# The exercise
Please continue the account of the Giants–Mets fourth inning, picking up right after its last sentence.

Game 77 // Fourth Inning, S.F. // The San Francisco Bumgarners

BOTTOM OF THE FOURTH: GIANTS 5 (0) – 4 METS

 

A beet-red moon hovers over the great bay in the distance, rising above bridges and changing into a Giants-baseball orange, and then finally yellow and white—far beyond the lit-up air of AT&T Park. The fans are into the tame middle-innings quiet, bundled up in the summertime coats that are the official attire for San Francisco baseball. On the mound for New York is Jacob deGrom, whose surname roughly translates, in Californian, to “of young surfer”. He’s maintaining, still, the stubborn and uncut mop flop hair flowing out onto both shoulders from underneath his blue cap, and has the frustrated look in his eyes of a player who’s become the team star by default, an all-talented group of colleagues fallen by the injured wayside, back into .500 territory.

Buster Posey comes up first for the Giants, who themselves have sunken into the spot of second-most disappointing team on the year next to these Mets, taking the first pitch for a ball from deGrom.

There’s a temporary McDonald’s ad along the backstop for “Smoothies, Frappés, Shakes,” and a distant memory pops up of the sole other time I’ve heard the middle of those three words. Frappé…Frappé…Frappé… and a sort of Homer Simpson babbling takes place until I can finally place it—the snowmen and flurries of the great Frappe Snowland, classic circuit course from the fantastic Mario Kart 64, the still-unmatched pinnacle in the hall of racing-game fame. And so, unsure of how that might relate, then with the bizarre logic of a conspiracy theory consider this: that game, as one of its many strokes of genius, rewards those who fall behind—better odds for a top item here, better speed there—so when you look at these struggling Giants, down 4-0 early to the Mets, it’s not without a sense of hope, that all can be forgiven, undone, in a single lap’s inning’s notice. Game on, someone says at the ballpark, with a trio of red shells awarded to the home team. Game on, indeed.

Posey readies for the pitch from deGrom, lets rip, and swings an accidental, halfway swing, dribbling a bunt-like roller down the line toward third. D’Arnaud charges, palms it, and the throw comes in just late, bang-bang as Posey steps on the bag in a tie. The Mets refrain from the challenge—and so it’s one on, no out.

Brandon Crawford steps up next, lining the first pitch he sees into centerfield on a rope. Two on now, and no out.

Hunter Pence comes in from the on-deck circle, with a bright orange undershirt, more yellow than the Giants’ true colors, matching to a tee the McDonald’s smoothie behind him on the ad board. DeGrom delivers a wicked curveball, dropping off through the zone, and Pence reaches way low on it, a desperate one-handed hack that has no business being swung.

It flies up into the air, nudged, just barely, over the head of the shortstop and into left-center field for a base hit. A no-look flail turned into one of the best pieces of hitting he’s had all year, as Posey comes home to score and Crawford sprints on to third. The replay, shown many times over, is the stuff of Hunter Pence legend—stumbling over himself in hunt of clean contact, googly-eyed and frazzled as if in that curveball he’d seen a ghost, backing the clumsy way into a run-driving single.

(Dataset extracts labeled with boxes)
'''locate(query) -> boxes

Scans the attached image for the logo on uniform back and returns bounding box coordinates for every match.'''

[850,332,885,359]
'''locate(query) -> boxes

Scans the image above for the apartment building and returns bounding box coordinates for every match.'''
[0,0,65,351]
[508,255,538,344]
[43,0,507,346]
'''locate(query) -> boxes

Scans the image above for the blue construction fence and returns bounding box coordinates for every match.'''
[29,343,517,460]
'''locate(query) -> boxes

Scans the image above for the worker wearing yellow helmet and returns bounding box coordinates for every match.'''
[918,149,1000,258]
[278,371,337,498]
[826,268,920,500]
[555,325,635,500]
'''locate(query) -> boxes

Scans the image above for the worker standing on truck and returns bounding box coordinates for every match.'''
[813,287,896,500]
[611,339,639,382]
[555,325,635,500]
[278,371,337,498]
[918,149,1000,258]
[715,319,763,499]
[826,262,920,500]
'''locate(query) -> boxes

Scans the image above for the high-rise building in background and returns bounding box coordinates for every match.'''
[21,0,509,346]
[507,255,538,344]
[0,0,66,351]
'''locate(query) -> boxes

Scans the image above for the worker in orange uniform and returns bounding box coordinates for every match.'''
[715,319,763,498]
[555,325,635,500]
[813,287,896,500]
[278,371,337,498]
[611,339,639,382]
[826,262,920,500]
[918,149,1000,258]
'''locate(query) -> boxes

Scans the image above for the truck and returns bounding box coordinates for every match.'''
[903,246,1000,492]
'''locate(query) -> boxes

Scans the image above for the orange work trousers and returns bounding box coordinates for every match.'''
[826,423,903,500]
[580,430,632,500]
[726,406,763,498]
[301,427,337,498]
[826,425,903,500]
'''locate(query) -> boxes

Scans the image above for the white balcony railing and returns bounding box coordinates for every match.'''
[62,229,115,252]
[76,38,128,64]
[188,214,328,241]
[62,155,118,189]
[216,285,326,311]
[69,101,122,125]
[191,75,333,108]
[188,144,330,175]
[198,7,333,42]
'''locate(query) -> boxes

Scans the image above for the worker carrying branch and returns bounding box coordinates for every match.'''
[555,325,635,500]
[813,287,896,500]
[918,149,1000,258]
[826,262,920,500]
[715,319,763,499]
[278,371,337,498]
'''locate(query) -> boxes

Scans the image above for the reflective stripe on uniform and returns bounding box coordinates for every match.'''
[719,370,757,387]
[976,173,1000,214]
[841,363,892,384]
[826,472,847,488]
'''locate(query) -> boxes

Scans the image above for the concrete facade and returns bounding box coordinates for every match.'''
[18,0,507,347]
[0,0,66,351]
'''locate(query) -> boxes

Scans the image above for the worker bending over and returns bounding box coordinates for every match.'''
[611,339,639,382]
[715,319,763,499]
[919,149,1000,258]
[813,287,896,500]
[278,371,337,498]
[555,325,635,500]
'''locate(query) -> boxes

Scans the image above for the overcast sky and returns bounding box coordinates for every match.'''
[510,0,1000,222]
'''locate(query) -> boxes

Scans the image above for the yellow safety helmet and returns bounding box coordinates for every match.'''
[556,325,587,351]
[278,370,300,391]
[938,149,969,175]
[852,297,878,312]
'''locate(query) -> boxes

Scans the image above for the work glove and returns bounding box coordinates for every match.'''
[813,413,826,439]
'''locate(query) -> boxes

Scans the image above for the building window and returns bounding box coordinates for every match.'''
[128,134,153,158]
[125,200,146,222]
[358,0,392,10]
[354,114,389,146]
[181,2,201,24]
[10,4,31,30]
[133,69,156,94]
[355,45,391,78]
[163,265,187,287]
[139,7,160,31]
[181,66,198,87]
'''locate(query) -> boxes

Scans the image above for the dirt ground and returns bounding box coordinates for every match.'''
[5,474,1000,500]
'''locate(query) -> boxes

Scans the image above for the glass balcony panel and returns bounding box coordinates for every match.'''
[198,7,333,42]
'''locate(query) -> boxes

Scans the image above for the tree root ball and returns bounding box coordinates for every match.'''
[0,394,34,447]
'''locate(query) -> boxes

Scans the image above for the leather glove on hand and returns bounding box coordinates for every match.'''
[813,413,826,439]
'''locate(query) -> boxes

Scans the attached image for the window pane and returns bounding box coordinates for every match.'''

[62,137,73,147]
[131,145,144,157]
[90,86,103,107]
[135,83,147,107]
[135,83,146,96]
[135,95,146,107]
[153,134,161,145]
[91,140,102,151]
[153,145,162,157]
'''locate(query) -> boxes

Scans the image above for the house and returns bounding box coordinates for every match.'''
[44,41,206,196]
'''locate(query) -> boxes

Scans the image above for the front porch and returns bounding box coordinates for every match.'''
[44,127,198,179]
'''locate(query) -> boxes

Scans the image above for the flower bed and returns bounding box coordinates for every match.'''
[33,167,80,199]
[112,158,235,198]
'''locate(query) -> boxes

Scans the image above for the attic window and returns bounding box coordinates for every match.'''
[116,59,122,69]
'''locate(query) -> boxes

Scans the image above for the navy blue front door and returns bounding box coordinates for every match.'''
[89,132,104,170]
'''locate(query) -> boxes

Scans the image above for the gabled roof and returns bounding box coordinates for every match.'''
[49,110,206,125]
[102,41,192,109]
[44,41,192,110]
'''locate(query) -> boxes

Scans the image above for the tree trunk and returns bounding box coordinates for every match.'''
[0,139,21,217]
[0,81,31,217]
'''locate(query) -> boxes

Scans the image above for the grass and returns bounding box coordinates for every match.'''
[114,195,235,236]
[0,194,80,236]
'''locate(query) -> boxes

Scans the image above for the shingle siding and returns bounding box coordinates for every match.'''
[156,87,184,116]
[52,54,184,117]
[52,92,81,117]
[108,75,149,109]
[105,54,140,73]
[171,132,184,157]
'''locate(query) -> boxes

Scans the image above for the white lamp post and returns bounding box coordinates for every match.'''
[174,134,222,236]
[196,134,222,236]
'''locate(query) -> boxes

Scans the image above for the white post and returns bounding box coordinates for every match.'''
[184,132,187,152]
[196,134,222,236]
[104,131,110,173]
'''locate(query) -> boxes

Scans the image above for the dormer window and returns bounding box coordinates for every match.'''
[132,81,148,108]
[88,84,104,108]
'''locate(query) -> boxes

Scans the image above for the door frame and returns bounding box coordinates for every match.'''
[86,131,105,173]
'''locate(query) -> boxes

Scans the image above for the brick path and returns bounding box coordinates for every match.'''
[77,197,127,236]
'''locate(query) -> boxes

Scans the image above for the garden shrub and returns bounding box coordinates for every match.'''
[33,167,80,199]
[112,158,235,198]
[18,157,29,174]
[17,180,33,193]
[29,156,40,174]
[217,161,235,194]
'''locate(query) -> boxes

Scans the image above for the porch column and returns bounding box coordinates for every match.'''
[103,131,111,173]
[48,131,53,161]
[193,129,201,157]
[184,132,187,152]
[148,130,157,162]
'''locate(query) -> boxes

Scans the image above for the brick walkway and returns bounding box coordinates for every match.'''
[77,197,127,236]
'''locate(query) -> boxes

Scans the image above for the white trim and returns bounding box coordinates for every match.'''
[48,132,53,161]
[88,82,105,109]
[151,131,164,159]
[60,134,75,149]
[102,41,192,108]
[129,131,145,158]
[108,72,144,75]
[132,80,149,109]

# Answer to this problem
Eduardo Nuñez follows Pence—and rips the first pitch from deGrom down the line in right and into the corner. Crawford comes home to score, Pence comes home to score, and Nuñez stands up on third base with a no-trouble triple.

Nobody out, Nuñez having deftly converted an outside two-seamer into a goofy slap hit sliced down the line, as the conga line of no-out cheeky hits continues. Within five quick minutes, no mound meetings or walks, the home team has leaped in range of the all-important big inning.

Joe Panik comes up and strikes out, for the first out of the inning, and as he heads back to the dugout the ballpark buzzes with attention at the sight of a hero striding up to the plate.

Madison Bumgarner up. The most feared, gifted, dominant of all hitting pitchers—a legend in the making, out for one last 2016 tally onto the proudest statline on his baseball card. One more four-bagger to gobble up and spit out for the sudden lead. Waiting, and waiting, dialed in and waiting, for the first big mistake from deGrom.

The Mets are still up 4-3, one out. The infield in. 0-2 count and Bumgarner pops a foul behind the backstop. Then a defensive knock that almost hits him, trickling foul.

And with a 2-2 count, d’Arnaud sets up outside, deGrom winds up, flings it a good foot in from the target. Fastball over the middle, the spot missed all the way. A second later, over the roar of a crowd gone wild, Jon Miller goes far wilder, with the play-by-play broadcast call: “Pelota!! Bummmagarner!! And the Giants have gone ahead, hwfive to four!!”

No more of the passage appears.